■ **SUPPLIED PASSAGE**
*-*-*

It was only at the start of December 1942 that arrangements could begin to be made. By that time, First Army had already managed to penetrate into Tunisia. McNaughton was able to convince the War Office to allow 150 Canadian troops to be loaned to the British First Army for three months. Spaces were apportioned on a pro rata basis to the various arms of Canada’s four divisions (a fifth was on the way), two armoured brigades, and corps and army ancillary troops, as well as its reinforcement units in the United Kingdom. The men selected were to be the most capable officers and non-commissioned officers (NCOs) that units had to offer. NCOs would be of the rank of sergeant or above, while officers would be of the rank of major or below, except for two spaces reserved for lieutenant-colonels, who would perform staff duties.5 Selected men would be on loan to First Army for about three months. They were not to be merely “attached” to British units: the men selected would actually be inserted into First Army’s reinforcement pool and used to fill positions as required. Their task was to gain first-hand combat experience and pass on the lessons they learned to their units upon their return.6
DND/CFJIC photo PL-10956 UK-2699
In the end, the first serial contained 141 Canadian soldiers, including 25 officers and 20 NCOs from the infantry.7 At the end of December, it was decided that further serials of about 50 Canadian soldiers would be sent each month, starting in late-January, and would also be on loan to the British for three months. The infantry would provide nine officers and nine NCOs, or 36 percent of these smaller serials.8 By the end of December, all the necessary arrangements were settled. The first batch of Canadians was ready to go to North Africa in the new year.
The Tunisian Campaign
The conditions in Tunisia were far different than anything the Canadians had yet experienced. The North African desert was an entirely alien landscape. Although the temperature would rise during the day, nights were extremely cold. That the Allies had been unable to destroy the Axis forces in Tunisia by the end of December meant that they would have to spend the next few months fighting in terrible winter weather. The rainy season in Tunisia normally lasted from December to February, but this particular winter saw plenty of rain as late as April. The rain turned the ground into mud for days afterward, which presented an obstacle to vehicles.

*-*-*

■ **PROMPT A**
In the passage on Canadian troops lent to First Army, how many Canadian soldiers did the first serial contain?

■ **MATERIAL PROVIDED**
*-*-*

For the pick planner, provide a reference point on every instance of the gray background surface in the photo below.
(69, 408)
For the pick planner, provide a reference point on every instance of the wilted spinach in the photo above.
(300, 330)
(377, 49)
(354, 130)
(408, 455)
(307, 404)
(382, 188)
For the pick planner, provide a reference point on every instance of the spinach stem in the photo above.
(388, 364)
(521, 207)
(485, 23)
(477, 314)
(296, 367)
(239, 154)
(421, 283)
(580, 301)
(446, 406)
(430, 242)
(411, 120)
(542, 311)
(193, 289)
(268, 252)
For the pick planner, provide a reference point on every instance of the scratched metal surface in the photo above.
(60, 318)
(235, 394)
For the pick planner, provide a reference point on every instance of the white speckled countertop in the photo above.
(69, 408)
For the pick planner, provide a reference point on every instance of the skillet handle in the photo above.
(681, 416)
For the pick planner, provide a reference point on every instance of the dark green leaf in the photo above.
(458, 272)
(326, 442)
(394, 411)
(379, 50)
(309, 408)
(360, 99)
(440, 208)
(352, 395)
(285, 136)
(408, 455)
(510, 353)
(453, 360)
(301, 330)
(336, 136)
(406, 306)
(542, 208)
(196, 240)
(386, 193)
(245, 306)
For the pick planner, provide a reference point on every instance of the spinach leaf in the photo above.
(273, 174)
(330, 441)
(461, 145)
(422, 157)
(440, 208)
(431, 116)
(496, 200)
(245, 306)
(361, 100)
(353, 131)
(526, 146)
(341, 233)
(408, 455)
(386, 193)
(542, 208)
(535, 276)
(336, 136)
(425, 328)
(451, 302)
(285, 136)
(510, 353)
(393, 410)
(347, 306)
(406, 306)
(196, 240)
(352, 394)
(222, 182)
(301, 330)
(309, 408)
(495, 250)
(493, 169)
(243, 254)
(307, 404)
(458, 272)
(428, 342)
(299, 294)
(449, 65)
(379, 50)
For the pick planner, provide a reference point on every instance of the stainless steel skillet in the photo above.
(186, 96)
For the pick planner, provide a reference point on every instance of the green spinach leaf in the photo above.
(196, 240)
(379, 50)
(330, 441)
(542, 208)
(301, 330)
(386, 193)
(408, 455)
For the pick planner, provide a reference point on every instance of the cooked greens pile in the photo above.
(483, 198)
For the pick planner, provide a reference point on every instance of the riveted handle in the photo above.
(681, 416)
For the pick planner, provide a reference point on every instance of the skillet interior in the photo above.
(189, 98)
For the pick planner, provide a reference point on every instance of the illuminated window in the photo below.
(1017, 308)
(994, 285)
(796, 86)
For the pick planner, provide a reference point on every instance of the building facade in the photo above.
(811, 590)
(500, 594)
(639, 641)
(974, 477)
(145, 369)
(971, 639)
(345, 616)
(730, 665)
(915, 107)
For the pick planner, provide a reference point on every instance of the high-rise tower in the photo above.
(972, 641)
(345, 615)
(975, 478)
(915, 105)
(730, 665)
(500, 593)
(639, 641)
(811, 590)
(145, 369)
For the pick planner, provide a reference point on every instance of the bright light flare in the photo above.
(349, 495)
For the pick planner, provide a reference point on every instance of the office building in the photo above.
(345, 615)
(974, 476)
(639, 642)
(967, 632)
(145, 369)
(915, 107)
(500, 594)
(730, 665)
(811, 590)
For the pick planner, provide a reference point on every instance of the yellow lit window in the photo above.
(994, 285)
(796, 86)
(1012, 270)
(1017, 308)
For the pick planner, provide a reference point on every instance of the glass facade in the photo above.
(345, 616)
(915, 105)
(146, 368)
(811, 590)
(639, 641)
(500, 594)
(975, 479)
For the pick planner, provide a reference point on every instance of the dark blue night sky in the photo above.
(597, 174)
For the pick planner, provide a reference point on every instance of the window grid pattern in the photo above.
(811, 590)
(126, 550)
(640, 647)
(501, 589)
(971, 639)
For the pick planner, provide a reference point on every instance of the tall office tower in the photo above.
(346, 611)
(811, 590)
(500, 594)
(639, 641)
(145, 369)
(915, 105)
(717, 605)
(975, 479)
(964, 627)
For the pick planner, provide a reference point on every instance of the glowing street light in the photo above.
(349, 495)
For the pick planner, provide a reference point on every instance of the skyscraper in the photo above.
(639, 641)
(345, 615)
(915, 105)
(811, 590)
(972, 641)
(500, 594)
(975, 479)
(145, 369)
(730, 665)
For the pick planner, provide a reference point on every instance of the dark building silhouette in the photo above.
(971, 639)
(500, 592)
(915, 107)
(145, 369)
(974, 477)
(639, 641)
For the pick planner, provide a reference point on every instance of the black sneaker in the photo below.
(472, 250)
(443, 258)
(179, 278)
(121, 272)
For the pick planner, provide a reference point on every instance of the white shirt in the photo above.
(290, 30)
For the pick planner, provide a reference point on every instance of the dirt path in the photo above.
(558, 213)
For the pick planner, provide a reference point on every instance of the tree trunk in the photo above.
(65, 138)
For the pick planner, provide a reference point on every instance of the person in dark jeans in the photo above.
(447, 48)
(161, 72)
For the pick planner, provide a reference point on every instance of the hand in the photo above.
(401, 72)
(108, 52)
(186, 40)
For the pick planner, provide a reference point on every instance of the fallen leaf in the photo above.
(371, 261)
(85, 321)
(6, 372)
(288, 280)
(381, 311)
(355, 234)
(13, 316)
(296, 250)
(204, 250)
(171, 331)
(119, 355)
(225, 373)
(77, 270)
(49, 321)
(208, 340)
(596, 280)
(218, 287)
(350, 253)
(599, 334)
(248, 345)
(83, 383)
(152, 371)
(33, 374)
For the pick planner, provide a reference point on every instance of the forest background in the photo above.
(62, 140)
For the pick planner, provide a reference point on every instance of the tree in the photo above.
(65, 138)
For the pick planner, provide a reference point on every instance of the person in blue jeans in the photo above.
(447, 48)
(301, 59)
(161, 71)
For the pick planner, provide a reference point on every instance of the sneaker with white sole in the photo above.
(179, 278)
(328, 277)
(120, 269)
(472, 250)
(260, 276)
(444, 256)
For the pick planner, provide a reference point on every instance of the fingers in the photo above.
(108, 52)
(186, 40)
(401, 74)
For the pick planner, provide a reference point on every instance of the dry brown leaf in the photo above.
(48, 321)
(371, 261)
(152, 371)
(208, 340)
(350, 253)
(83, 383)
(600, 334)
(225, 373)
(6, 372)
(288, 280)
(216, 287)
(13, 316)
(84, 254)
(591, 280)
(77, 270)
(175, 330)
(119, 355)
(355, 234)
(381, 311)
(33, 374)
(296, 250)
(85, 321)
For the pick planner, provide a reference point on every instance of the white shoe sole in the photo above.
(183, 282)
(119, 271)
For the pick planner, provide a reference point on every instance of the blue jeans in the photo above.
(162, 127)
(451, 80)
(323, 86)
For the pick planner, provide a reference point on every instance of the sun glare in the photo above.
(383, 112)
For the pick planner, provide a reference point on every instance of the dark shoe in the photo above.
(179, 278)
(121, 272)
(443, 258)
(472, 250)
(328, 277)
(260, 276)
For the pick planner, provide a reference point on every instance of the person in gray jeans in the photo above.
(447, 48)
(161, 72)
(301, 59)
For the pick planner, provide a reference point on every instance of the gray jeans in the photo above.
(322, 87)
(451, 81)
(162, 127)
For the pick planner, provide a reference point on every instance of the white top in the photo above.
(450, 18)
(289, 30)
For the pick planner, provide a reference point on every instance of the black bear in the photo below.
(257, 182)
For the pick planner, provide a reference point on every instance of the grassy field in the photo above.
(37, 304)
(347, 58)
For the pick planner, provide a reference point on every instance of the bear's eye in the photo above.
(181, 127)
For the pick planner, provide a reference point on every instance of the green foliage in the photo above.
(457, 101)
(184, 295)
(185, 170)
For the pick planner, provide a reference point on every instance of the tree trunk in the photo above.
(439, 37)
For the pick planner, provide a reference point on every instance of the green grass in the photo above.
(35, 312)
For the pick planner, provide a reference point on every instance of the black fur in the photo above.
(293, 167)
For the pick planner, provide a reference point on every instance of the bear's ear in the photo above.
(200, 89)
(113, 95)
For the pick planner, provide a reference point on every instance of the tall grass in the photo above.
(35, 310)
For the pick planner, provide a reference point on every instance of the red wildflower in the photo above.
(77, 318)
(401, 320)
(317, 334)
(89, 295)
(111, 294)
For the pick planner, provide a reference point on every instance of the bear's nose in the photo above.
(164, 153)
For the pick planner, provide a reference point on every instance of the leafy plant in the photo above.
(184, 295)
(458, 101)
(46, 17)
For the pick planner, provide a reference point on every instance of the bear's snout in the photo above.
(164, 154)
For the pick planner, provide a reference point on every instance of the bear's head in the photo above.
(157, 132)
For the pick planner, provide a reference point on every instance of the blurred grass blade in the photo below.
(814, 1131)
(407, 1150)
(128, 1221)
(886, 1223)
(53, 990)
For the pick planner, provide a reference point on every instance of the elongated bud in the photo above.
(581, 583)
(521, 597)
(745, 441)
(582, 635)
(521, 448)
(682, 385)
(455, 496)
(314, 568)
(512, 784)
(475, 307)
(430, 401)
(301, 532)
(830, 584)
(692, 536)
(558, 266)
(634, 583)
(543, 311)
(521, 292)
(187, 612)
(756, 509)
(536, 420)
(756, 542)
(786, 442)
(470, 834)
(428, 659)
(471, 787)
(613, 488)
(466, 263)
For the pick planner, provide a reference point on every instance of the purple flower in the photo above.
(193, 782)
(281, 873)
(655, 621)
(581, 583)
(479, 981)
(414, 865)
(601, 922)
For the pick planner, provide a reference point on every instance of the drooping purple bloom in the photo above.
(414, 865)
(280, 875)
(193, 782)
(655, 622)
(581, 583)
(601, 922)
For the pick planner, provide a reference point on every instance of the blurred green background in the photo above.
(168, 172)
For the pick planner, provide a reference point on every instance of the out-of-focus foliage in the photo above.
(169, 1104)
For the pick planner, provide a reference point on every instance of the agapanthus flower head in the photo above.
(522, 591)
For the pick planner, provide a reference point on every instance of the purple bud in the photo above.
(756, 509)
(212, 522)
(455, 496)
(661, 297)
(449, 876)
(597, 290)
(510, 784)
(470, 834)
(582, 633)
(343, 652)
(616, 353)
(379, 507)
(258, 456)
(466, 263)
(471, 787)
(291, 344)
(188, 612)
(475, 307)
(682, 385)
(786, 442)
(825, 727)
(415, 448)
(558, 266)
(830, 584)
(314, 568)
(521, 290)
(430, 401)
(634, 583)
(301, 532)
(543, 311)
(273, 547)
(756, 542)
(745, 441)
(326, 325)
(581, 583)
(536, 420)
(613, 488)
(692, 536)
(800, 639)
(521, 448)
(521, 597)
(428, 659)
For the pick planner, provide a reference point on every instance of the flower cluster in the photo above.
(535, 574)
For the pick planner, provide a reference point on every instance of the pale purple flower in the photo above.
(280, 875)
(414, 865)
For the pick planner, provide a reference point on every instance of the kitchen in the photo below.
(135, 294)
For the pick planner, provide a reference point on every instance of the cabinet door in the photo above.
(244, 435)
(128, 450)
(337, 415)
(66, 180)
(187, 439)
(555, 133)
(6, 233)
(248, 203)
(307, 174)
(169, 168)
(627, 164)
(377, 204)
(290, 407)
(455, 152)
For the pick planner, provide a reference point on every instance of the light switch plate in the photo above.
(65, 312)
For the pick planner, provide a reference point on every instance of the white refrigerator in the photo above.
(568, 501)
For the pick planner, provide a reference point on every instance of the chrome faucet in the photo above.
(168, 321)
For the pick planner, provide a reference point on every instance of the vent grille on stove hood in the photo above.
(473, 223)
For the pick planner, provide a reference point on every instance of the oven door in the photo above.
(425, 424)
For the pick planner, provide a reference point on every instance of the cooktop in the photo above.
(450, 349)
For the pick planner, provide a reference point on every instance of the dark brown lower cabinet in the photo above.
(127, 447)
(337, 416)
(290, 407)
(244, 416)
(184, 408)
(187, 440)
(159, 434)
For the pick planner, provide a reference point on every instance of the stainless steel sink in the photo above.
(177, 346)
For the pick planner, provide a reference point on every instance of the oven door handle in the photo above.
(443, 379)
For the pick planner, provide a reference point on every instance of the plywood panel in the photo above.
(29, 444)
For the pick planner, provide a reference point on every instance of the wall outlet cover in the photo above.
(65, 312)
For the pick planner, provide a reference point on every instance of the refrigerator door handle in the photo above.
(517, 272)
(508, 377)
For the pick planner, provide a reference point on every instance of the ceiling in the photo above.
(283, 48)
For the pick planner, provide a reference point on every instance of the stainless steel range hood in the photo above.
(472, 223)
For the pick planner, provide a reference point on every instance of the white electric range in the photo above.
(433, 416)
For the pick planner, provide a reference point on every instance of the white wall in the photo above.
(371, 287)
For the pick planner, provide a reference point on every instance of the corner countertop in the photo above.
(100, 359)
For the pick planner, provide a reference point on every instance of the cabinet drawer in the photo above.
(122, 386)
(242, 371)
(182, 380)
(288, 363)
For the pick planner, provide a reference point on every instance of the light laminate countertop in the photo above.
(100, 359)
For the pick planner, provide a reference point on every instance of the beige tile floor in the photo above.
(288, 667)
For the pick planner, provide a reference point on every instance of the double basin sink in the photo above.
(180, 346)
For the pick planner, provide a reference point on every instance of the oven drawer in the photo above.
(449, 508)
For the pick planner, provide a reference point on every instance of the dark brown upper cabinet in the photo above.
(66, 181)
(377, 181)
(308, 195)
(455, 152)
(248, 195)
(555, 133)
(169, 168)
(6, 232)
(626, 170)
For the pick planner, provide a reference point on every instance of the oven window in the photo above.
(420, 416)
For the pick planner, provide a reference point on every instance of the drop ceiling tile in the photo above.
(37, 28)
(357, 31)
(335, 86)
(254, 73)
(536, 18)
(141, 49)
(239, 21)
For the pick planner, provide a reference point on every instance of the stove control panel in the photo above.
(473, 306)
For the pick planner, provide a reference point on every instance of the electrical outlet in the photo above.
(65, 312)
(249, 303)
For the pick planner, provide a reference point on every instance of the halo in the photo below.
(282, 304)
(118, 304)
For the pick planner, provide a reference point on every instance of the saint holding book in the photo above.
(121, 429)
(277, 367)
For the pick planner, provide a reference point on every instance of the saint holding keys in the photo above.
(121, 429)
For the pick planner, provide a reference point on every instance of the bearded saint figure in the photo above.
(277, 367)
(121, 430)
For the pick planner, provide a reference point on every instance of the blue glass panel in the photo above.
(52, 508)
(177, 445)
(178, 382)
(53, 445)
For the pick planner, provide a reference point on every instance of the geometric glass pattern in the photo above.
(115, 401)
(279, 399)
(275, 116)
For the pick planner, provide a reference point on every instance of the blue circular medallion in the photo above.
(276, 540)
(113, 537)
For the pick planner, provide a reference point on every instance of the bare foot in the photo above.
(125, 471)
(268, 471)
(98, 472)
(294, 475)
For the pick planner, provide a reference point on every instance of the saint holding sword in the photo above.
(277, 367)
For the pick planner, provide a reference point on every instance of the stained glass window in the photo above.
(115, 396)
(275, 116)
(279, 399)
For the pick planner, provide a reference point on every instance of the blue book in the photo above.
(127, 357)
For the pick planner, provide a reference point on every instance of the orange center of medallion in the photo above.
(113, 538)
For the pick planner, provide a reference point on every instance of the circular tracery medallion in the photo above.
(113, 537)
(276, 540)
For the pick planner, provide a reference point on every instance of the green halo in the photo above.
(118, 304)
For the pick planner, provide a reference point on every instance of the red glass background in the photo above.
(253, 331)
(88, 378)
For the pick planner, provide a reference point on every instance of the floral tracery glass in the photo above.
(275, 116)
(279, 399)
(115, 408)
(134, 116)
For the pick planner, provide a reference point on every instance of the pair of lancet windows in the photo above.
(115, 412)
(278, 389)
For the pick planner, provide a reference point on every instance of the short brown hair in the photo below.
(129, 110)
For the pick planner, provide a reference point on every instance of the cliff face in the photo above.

*-*-*

■ **PROMPT B**
How many lines of the entries contain the word "glass"? Give only the number.

■ **TASK OUTPUT A**
141 Canadian soldiers.

■ **TASK OUTPUT B**
6